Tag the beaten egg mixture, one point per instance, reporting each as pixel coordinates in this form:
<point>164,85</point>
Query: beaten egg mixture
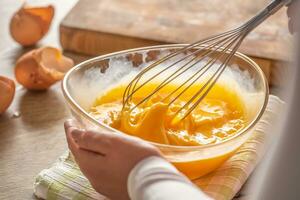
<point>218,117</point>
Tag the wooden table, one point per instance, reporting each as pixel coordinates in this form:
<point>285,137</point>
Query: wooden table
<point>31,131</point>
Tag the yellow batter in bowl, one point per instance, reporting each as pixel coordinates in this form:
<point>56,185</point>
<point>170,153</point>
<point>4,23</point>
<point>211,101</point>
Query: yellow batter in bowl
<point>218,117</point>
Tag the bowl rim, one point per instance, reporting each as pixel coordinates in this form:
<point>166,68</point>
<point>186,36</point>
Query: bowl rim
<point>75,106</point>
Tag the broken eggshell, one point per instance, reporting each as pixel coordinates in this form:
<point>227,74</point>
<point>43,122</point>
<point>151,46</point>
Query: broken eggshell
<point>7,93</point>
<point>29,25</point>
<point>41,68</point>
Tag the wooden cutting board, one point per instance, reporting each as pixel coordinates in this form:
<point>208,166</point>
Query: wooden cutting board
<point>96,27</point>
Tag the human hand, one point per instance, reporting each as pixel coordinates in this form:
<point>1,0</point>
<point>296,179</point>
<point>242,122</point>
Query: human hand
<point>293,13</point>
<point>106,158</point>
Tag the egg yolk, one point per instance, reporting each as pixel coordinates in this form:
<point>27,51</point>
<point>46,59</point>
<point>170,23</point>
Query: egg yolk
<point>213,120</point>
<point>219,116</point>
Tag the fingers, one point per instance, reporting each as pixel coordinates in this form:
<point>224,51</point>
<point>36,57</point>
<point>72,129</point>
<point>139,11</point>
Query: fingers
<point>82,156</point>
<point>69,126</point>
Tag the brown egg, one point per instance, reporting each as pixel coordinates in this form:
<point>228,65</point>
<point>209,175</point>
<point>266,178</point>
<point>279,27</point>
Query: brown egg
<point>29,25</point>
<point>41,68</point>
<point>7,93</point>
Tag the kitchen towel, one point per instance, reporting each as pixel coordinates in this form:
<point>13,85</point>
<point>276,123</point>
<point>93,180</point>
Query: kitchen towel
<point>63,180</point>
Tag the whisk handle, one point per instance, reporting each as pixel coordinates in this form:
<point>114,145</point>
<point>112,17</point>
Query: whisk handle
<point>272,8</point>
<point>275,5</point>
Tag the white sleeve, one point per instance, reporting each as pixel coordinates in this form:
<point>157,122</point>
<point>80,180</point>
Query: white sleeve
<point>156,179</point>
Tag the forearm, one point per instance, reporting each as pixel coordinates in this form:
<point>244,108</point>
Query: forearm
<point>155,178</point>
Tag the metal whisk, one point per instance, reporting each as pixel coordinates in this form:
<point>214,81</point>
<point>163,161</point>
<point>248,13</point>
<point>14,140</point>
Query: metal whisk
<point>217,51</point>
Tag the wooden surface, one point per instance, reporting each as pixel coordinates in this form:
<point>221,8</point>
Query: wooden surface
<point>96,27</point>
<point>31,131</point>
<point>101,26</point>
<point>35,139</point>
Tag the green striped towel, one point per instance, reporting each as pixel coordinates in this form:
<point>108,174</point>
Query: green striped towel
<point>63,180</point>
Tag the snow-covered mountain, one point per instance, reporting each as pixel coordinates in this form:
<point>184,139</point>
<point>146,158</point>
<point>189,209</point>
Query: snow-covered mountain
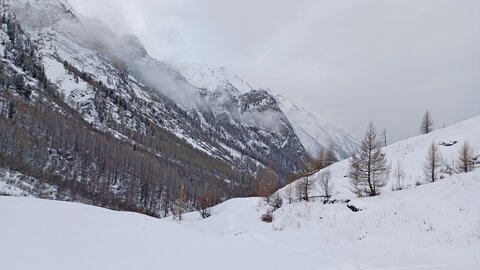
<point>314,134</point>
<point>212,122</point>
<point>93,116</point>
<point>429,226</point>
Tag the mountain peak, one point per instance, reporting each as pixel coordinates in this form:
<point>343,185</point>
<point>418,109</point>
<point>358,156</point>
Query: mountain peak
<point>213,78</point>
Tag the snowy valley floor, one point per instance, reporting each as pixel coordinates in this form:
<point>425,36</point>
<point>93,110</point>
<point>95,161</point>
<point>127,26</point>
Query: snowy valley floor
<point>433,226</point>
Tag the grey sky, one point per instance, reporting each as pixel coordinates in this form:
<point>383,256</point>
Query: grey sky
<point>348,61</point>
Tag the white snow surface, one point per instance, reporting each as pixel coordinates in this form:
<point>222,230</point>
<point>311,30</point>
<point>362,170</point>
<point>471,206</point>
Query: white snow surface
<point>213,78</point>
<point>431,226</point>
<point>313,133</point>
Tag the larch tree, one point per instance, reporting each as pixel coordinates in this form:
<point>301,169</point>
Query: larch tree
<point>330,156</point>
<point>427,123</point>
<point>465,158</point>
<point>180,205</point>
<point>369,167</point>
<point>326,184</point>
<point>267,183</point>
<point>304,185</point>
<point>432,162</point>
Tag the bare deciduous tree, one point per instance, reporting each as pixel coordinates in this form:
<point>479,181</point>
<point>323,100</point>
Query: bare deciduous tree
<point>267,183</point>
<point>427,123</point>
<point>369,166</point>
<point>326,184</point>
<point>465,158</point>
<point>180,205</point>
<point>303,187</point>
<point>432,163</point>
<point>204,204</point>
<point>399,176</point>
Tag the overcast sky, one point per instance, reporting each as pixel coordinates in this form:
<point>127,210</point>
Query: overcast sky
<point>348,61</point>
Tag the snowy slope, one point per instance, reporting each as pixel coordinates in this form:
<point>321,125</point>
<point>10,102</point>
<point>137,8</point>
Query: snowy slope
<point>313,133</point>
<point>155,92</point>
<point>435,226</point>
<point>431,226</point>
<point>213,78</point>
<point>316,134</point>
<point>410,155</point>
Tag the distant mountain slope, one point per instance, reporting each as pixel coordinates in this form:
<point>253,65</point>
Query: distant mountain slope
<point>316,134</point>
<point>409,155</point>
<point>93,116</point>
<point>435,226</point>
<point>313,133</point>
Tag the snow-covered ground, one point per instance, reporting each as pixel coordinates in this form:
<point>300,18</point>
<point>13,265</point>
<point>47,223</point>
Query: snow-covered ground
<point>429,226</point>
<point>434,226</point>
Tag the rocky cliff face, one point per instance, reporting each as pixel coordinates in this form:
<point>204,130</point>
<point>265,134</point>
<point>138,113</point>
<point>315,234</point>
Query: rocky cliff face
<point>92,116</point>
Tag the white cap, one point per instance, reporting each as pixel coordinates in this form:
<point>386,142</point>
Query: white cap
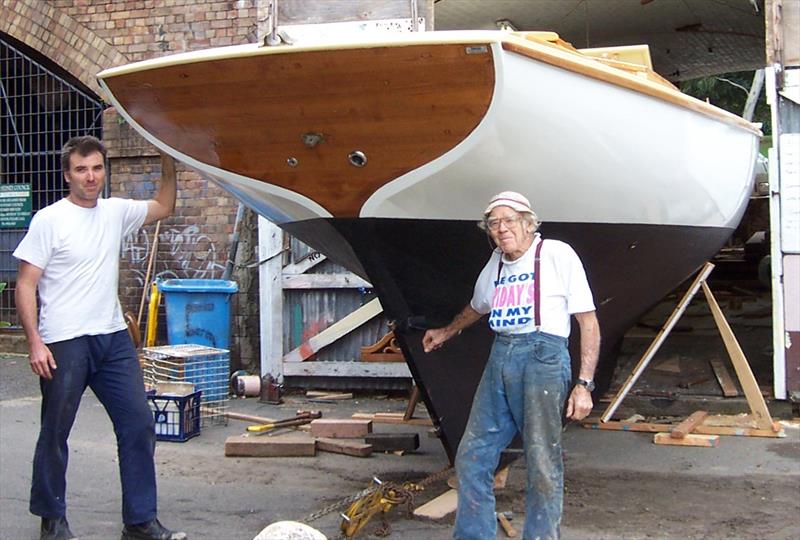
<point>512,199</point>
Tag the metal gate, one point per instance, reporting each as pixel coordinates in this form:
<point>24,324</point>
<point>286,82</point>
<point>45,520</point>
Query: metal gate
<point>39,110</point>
════════════════
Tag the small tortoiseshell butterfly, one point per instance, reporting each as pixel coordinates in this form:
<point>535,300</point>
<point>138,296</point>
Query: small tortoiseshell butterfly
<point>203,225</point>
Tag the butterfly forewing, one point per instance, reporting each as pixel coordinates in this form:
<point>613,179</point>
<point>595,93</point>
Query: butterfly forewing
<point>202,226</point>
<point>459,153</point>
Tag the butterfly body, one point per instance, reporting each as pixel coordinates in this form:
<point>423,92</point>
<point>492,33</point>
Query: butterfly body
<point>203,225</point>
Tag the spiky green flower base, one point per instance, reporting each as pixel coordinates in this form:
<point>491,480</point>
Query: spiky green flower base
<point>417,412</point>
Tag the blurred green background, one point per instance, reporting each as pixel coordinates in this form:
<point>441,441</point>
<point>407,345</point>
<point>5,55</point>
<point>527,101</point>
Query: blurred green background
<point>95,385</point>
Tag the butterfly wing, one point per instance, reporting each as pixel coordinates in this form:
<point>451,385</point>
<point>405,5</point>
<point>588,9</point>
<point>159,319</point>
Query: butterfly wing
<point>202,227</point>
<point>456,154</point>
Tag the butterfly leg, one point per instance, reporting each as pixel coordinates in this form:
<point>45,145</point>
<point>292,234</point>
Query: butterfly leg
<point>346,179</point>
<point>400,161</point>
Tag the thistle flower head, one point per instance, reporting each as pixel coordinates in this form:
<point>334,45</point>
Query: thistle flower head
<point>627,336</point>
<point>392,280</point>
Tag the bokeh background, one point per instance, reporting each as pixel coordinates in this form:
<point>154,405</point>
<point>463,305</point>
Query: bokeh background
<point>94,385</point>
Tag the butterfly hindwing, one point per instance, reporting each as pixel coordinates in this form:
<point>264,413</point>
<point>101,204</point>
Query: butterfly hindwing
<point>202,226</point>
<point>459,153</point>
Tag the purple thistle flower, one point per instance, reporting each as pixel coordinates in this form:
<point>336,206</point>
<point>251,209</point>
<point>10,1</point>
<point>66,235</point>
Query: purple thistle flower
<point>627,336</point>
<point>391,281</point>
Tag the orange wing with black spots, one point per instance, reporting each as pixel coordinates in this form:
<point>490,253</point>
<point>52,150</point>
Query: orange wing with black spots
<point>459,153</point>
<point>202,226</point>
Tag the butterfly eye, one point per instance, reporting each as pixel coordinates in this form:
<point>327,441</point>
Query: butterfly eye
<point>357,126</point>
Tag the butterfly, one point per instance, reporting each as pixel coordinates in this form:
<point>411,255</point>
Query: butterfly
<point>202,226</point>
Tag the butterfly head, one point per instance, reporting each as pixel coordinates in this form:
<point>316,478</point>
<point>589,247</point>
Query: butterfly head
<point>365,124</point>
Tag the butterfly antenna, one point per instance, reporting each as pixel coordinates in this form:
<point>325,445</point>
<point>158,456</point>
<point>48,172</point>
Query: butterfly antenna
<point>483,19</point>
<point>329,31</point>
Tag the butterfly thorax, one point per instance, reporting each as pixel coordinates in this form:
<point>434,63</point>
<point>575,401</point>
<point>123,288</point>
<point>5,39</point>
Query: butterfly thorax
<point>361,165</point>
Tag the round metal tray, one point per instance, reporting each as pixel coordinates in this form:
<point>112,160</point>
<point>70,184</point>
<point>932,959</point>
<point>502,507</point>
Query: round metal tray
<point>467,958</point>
════════════════
- [About this exercise]: Print the lines above from the one with "<point>423,92</point>" through the one with "<point>52,150</point>", both included, exactly as written and nothing more.

- [Answer section]:
<point>423,92</point>
<point>492,33</point>
Query: butterfly body
<point>203,225</point>
Tag the spiky green flower base, one point per instance, reporting each as pixel coordinates in this form:
<point>491,480</point>
Query: spiky green flower base
<point>417,412</point>
Tag the blurred green background, one point per instance, reporting each as pixel coordinates in this form:
<point>441,441</point>
<point>407,345</point>
<point>5,55</point>
<point>527,101</point>
Query: blurred green background
<point>95,385</point>
Tag the butterfly wing, one point per instance, reporting each as pixel coordinates in this form:
<point>451,385</point>
<point>405,5</point>
<point>588,9</point>
<point>159,319</point>
Query: butterfly wing
<point>202,227</point>
<point>456,154</point>
Tag the butterfly leg, one point per instance, reporting each as pixel coordinates in this form:
<point>45,145</point>
<point>292,234</point>
Query: butterfly leg
<point>346,179</point>
<point>400,161</point>
Tag the thistle flower head, one point per instance, reporting each as pixel coordinates in this form:
<point>334,45</point>
Query: thistle flower head
<point>627,336</point>
<point>392,280</point>
Tag the bokeh background, one point per instance, reporting each as pixel coordinates in this form:
<point>154,405</point>
<point>463,305</point>
Query: bokeh background
<point>94,385</point>
Tag the butterfly hindwing, one point per instance, reporting each as pixel coordinates in this form:
<point>264,413</point>
<point>101,204</point>
Query: butterfly hindwing
<point>202,226</point>
<point>459,153</point>
Tag the purple thistle flower, one point per instance, reporting each as pixel coordinates in this form:
<point>336,206</point>
<point>251,209</point>
<point>10,1</point>
<point>66,235</point>
Query: purple thistle flower
<point>627,336</point>
<point>391,281</point>
Tag the orange wing with black spots, one point per instance, reporting each as pixel coordinates in this form:
<point>490,253</point>
<point>52,150</point>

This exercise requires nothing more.